(Tarefa escrita a): Segundo o excerto fornecido, quem DD deixou como herdeiros?

___ Excerto fornecido ___

2. A partir dessa data, embora vivessem em ..., o Requerente AA, conjuntamente com a sua mulher e a respetiva família, passaram a usar a casa durante os fins de semana e durante temporadas de 15 dias, pernoitando, fazendo e tomando refeições no imóvel.
3. O que o Requerente AA e sua família ainda fazem presentemente, e agora com mais frequência, passando, aquele, temporadas maiores na casa, porque já está reformado.
4. Em ../../2022, faleceu DD.
5. Deixando, como herdeiros, o cônjuge sobrevivo AA e o único filho de ambos, BB.
6. Não foram realizadas partilhas por óbito de DD.
7. O Requerente AA e mulher, a partir do momento em que adquiriram a propriedade do prédio identificado no artigo 1º, durante mais de 20 anos, usaram e fruíram do referido prédio urbano já identificado, de boa fé e de forma pacífica.
8. Na verdade, o primeiro Requerente e mulher, e depois do óbito desta, juntamente com o filho BB, há mais de 20 anos que vêm usando e fruindo do referido prédio urbano de boa fé e de forma pacífica.
9. Cuidando, conservando, limpando e zelando de todo o prédio.
10. À vista de toda a gente.

___

(Tarefa escrita b): Liste todas as linhas das entradas que contêm a palavra "shadow".

___ Dados fornecidos ___

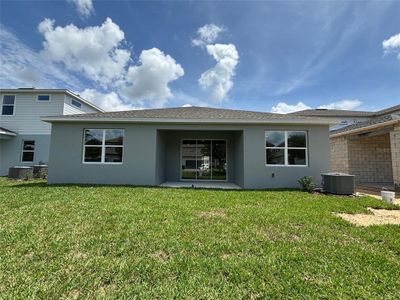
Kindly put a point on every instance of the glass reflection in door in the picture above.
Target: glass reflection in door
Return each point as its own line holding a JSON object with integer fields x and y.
{"x": 218, "y": 156}
{"x": 204, "y": 159}
{"x": 188, "y": 159}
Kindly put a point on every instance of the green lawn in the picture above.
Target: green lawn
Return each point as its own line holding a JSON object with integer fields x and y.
{"x": 124, "y": 242}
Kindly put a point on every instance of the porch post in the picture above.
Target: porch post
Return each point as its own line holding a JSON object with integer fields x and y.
{"x": 395, "y": 150}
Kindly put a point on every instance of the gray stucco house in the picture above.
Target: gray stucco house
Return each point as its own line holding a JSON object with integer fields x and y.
{"x": 251, "y": 150}
{"x": 24, "y": 138}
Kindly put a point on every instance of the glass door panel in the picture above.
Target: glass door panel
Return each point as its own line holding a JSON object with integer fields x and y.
{"x": 204, "y": 159}
{"x": 218, "y": 156}
{"x": 188, "y": 159}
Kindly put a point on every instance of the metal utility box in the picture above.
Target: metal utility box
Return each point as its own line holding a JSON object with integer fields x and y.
{"x": 20, "y": 173}
{"x": 338, "y": 183}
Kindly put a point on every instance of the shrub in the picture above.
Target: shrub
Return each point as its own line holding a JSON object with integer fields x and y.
{"x": 307, "y": 183}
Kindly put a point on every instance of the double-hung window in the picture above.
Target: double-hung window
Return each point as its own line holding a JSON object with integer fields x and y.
{"x": 76, "y": 103}
{"x": 43, "y": 98}
{"x": 8, "y": 106}
{"x": 103, "y": 146}
{"x": 28, "y": 151}
{"x": 286, "y": 148}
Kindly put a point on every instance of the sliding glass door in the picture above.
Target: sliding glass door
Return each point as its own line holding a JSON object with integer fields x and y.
{"x": 203, "y": 160}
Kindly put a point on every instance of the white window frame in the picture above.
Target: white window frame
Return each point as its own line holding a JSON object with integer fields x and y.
{"x": 23, "y": 151}
{"x": 286, "y": 148}
{"x": 43, "y": 101}
{"x": 2, "y": 104}
{"x": 72, "y": 103}
{"x": 103, "y": 147}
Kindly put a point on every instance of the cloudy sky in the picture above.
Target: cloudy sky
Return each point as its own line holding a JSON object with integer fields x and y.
{"x": 264, "y": 56}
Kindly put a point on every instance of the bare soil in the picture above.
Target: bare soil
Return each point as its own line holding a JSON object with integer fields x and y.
{"x": 377, "y": 217}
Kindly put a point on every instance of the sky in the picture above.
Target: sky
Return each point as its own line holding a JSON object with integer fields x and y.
{"x": 271, "y": 56}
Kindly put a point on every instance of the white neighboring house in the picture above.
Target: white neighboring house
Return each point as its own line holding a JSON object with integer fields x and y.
{"x": 24, "y": 138}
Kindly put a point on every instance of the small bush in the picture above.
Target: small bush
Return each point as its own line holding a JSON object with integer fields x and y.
{"x": 307, "y": 183}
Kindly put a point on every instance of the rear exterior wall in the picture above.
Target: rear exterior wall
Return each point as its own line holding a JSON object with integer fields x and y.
{"x": 146, "y": 159}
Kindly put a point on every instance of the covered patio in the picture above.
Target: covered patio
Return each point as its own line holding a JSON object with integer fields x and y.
{"x": 371, "y": 152}
{"x": 200, "y": 158}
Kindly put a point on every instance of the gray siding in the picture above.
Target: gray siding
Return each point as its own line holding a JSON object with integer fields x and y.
{"x": 28, "y": 110}
{"x": 10, "y": 150}
{"x": 70, "y": 109}
{"x": 139, "y": 156}
{"x": 257, "y": 175}
{"x": 152, "y": 154}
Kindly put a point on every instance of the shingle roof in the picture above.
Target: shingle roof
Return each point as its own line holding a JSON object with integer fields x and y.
{"x": 373, "y": 121}
{"x": 345, "y": 113}
{"x": 6, "y": 131}
{"x": 319, "y": 112}
{"x": 185, "y": 113}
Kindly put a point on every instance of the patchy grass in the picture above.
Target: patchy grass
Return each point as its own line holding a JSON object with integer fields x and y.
{"x": 122, "y": 242}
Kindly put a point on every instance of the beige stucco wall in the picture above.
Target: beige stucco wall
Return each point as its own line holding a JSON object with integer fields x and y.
{"x": 339, "y": 155}
{"x": 369, "y": 158}
{"x": 395, "y": 147}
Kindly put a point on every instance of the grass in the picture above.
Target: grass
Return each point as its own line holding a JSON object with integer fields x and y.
{"x": 134, "y": 242}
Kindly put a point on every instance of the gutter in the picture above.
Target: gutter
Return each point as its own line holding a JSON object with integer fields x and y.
{"x": 10, "y": 133}
{"x": 366, "y": 128}
{"x": 188, "y": 121}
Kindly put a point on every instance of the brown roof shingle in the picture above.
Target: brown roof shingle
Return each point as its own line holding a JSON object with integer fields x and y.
{"x": 183, "y": 113}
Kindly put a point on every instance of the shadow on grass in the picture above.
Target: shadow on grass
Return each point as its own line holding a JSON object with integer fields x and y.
{"x": 30, "y": 184}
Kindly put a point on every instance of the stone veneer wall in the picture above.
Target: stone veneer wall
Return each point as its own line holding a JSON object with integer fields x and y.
{"x": 395, "y": 145}
{"x": 370, "y": 158}
{"x": 339, "y": 155}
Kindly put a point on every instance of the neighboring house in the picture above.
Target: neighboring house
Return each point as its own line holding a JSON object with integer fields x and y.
{"x": 24, "y": 138}
{"x": 369, "y": 149}
{"x": 346, "y": 117}
{"x": 188, "y": 145}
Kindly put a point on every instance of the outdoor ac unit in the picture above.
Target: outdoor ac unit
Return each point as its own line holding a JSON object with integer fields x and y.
{"x": 338, "y": 183}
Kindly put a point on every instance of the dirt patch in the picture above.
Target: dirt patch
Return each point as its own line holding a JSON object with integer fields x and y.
{"x": 160, "y": 255}
{"x": 211, "y": 214}
{"x": 378, "y": 217}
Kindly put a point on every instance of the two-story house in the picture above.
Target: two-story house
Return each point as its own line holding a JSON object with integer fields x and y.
{"x": 24, "y": 138}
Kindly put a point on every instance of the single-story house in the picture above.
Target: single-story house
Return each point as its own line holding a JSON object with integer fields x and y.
{"x": 188, "y": 145}
{"x": 365, "y": 144}
{"x": 371, "y": 151}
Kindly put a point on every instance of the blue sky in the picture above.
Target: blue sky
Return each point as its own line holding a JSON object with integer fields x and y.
{"x": 249, "y": 55}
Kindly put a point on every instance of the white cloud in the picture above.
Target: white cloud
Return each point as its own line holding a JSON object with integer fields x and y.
{"x": 84, "y": 7}
{"x": 207, "y": 34}
{"x": 107, "y": 101}
{"x": 343, "y": 105}
{"x": 392, "y": 45}
{"x": 219, "y": 78}
{"x": 95, "y": 51}
{"x": 23, "y": 67}
{"x": 284, "y": 108}
{"x": 147, "y": 83}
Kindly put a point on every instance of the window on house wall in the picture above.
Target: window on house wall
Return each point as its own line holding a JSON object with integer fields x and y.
{"x": 76, "y": 103}
{"x": 103, "y": 145}
{"x": 43, "y": 98}
{"x": 28, "y": 151}
{"x": 8, "y": 106}
{"x": 286, "y": 148}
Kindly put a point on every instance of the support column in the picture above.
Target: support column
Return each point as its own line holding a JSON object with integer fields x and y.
{"x": 395, "y": 150}
{"x": 340, "y": 154}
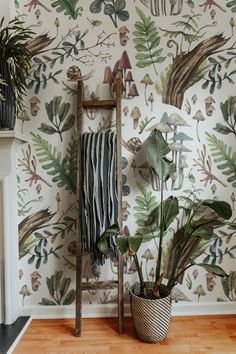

___

(Resultado a): O cônjuge sobrevivo AA e o único filho de ambos, BB.

(Resultado b):
Kindly put a point on every instance of the shadow on grass in the picture above.
Target: shadow on grass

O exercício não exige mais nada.